TASK REQUIREMENTS:
a: According to the news report about the planned book on Saddam's life, how many times did Khalil al-Dulaimi visit Saddam in jail?
b: Repeat word for word the part of the news report about the planned book on Saddam's life, starting with "The leader of" and going on through "life in US custody.".

---------- TEXT SEGMENT

Iraq lawyer to publish first volume of book on Saddam's life

AMMAN (AFP) — The first of a three-volume book on Iraqi dictator Saddam Hussein's life from childhood to the day of his execution is to be published later this year, Iraqi lawyer Khalil al-Dulaimi said on Tuesday.

Dulaimi told AFP he has been working "day and night to compile the memoirs of the late Iraqi 'rayess' (leader in Arabic) so as to publish the first volume by the end of the year."

The leader of Saddam's defence team in court said the three volumes would run to more than 2,000 pages, covering his life "from childhood to his youth... his rise to power and the last day of his life."

It will contain 400 texts handwritten by Saddam, as well as interviews which the slain dictator gave to Dulaimi in his prison cell and details about his life in US custody.

"I transcribed what he dictated to me or what I could remember because the Americans often prevented me from leaving the prison with Saddam manuscripts," said Dulaimi, who said he visited Saddam in jail a total of 144 times.

The first volume will be devoted to what Saddam told Dulaimi in prison, and the second to the handwritten texts. The final volume will focus on the trial which led to Saddam's execution.

Iraq's ousted president was hanged in Baghdad in December 2006, a month after being convicted of crimes against humanity for the killing of 148 Shiite civilians following an assassination attempt against him in 1982.

He was captured by US troops in December 2003, eight months after the fall of Baghdad, in a hole on a farm near his northern hometown of Tikrit, and jailed in a US-run prison at Baghdad airport.

Dulaimi said he would also reveal other secrets in the book but refused to give details. "The book will reveal to the world everything that happened in Iraq before Saddam took power to the American invasion."

The Arab newspaper Al-Hayat published this week what it said were extracts from Saddam's prison writings, in which the hanged dictator spoke of his life and his fear of contracting sexual diseases while in US custody.

Dulaimi said Saddam took personal hygiene seriously and washed his own clothes in jail, adding however that the former dictator "never spoke to me about the disease (AIDS) of his fear" of it.

--------------------
---------- LISTED RECORDS

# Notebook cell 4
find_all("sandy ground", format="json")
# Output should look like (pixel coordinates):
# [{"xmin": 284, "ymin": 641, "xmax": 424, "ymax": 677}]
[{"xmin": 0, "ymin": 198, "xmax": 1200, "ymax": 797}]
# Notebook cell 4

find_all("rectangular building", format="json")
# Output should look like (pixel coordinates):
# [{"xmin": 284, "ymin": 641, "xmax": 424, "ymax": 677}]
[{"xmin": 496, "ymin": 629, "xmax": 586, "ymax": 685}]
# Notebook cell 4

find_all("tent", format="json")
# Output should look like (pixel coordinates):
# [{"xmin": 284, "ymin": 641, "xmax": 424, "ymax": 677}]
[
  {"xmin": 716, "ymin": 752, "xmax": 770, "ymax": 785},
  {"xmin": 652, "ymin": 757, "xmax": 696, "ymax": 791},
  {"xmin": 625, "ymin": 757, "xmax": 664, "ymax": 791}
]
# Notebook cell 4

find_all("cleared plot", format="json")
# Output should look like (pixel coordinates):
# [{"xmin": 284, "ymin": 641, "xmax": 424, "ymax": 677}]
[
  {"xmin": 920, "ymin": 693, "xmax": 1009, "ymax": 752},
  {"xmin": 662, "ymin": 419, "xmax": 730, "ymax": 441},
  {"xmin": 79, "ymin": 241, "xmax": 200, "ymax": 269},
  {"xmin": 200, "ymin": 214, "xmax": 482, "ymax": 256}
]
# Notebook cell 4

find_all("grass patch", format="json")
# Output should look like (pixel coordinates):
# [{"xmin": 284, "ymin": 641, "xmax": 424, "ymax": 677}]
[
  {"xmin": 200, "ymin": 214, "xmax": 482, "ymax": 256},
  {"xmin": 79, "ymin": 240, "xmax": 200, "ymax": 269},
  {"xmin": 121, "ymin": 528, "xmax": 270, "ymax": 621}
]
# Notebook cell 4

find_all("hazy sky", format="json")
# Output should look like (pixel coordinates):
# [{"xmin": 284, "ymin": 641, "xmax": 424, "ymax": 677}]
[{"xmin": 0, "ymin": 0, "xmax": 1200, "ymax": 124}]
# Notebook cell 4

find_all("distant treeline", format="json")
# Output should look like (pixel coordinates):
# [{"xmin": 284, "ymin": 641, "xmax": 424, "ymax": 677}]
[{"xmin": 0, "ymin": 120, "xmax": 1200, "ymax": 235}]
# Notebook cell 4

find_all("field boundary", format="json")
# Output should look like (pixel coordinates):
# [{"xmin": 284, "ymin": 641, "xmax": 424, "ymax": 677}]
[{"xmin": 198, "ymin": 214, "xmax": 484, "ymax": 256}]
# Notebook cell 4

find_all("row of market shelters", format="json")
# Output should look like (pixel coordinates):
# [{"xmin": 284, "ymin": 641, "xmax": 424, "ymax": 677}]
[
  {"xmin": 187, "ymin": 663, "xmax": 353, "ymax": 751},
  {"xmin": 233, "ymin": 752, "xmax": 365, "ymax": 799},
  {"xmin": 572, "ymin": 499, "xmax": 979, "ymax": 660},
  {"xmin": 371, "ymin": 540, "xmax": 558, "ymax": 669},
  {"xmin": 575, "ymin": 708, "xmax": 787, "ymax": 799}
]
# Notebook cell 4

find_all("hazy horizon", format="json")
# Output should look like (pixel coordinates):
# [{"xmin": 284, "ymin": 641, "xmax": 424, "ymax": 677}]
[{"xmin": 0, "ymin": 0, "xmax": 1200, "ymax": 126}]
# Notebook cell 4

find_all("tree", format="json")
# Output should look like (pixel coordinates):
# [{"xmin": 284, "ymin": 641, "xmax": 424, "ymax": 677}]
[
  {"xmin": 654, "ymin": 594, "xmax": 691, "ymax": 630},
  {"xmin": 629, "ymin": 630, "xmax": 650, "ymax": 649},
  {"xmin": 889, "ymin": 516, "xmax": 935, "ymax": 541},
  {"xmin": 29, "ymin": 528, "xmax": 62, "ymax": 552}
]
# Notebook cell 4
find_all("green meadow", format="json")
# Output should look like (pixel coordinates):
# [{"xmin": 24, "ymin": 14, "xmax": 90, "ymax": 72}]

--------------------

ANSWERS FOR THE EXERCISE:
a: 144 times.

b:
The leader of Saddam's defence team in court said the three volumes would run to more than 2,000 pages, covering his life "from childhood to his youth... his rise to power and the last day of his life."

It will contain 400 texts handwritten by Saddam, as well as interviews which the slain dictator gave to Dulaimi in his prison cell and details about his life in US custody.